-- Start RECORDS FOR THIS TASK --

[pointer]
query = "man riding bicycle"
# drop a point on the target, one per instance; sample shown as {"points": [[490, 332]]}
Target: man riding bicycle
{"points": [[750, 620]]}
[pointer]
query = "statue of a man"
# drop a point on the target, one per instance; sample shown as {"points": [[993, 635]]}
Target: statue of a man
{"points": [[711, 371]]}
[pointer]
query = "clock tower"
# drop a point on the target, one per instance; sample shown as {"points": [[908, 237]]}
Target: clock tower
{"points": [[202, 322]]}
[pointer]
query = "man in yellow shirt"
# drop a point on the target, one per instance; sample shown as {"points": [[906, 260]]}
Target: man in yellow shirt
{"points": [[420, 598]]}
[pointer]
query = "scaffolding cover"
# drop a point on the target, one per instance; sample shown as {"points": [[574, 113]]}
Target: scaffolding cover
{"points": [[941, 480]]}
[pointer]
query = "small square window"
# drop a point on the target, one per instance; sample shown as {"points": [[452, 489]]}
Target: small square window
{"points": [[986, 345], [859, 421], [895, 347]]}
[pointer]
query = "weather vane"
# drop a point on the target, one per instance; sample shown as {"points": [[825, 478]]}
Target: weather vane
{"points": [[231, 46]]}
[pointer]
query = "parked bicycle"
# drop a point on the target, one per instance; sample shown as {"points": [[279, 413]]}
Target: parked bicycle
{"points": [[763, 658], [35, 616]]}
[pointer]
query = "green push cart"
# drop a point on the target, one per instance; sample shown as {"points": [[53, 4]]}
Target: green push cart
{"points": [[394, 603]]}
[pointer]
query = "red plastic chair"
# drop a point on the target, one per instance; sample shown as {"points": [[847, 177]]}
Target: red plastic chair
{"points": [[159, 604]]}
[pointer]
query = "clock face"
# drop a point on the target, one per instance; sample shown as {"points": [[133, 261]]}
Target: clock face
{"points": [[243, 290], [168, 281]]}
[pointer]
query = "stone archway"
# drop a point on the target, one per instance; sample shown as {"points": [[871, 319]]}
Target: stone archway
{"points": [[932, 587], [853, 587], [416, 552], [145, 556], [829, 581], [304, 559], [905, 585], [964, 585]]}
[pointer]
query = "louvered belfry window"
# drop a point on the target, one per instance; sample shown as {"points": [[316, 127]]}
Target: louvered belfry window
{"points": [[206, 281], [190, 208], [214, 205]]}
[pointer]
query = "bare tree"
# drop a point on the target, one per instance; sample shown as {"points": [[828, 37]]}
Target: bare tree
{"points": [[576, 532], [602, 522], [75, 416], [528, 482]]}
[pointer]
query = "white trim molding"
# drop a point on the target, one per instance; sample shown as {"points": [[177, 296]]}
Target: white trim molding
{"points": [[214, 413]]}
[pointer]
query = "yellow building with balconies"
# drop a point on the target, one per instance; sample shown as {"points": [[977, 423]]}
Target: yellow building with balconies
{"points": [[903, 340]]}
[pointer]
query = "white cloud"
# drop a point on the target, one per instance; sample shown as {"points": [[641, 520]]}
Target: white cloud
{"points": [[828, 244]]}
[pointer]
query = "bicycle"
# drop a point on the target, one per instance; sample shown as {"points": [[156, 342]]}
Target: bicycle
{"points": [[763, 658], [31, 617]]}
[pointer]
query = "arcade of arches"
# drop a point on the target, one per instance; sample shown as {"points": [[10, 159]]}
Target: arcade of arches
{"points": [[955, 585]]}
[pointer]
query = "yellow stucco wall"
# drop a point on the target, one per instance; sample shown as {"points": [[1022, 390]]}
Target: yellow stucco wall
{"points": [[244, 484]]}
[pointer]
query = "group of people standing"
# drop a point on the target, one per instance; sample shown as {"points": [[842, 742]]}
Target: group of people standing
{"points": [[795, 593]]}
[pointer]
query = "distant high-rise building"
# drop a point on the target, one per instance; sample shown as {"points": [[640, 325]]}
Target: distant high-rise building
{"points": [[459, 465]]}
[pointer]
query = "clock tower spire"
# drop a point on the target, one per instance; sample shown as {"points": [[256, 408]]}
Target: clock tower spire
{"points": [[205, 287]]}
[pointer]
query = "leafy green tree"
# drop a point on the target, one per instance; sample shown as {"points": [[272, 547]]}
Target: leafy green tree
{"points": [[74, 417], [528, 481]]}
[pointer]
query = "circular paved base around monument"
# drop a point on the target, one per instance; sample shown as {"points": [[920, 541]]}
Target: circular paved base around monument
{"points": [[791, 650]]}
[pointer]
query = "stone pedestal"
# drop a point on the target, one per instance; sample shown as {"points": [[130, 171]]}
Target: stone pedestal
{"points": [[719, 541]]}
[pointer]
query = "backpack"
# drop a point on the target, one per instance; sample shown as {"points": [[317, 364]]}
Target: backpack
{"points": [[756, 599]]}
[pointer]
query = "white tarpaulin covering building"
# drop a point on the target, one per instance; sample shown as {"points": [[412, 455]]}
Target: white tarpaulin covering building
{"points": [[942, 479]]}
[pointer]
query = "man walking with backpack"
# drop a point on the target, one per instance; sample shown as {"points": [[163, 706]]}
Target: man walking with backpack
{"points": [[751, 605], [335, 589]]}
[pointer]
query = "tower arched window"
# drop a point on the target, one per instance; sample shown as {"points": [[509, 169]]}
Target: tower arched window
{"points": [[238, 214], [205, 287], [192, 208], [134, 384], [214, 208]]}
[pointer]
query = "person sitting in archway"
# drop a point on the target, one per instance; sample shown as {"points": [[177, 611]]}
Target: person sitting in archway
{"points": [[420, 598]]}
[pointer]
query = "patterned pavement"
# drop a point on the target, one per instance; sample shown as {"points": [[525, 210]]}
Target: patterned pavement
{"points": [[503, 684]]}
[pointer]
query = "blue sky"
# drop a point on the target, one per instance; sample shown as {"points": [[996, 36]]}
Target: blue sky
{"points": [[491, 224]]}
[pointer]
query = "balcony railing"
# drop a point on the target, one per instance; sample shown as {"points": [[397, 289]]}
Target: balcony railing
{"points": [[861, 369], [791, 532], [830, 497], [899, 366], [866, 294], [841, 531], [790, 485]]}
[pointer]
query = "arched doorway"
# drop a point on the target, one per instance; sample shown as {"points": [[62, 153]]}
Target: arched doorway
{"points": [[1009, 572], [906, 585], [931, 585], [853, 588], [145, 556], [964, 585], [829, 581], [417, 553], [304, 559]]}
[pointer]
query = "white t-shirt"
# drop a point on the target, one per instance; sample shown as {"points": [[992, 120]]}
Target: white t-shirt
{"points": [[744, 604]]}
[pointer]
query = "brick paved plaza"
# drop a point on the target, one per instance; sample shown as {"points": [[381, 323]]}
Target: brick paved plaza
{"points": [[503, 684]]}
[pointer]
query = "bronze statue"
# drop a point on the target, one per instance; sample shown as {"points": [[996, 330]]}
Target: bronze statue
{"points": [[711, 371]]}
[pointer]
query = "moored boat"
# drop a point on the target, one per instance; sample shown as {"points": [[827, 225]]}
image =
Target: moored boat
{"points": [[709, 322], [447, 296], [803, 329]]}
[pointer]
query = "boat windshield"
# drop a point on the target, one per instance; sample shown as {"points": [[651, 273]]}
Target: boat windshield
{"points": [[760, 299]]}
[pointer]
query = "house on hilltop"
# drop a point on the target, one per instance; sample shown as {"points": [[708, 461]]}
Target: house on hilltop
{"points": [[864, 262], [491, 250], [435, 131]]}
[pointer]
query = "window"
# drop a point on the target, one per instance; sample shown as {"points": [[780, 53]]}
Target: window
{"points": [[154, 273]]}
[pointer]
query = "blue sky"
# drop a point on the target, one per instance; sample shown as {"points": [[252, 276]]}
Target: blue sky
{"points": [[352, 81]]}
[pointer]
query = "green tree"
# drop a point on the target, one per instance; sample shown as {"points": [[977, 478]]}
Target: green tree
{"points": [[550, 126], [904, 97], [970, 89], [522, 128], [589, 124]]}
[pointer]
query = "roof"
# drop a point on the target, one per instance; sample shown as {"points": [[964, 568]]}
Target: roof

-- End RECORDS FOR THIS TASK --

**AIM OF THE EXERCISE**: Find each line in the entries that contains the string "wall", matching case exactly, and copy those lines.

**FINISHED ANSWER**:
query = "yellow stucco wall"
Target: yellow stucco wall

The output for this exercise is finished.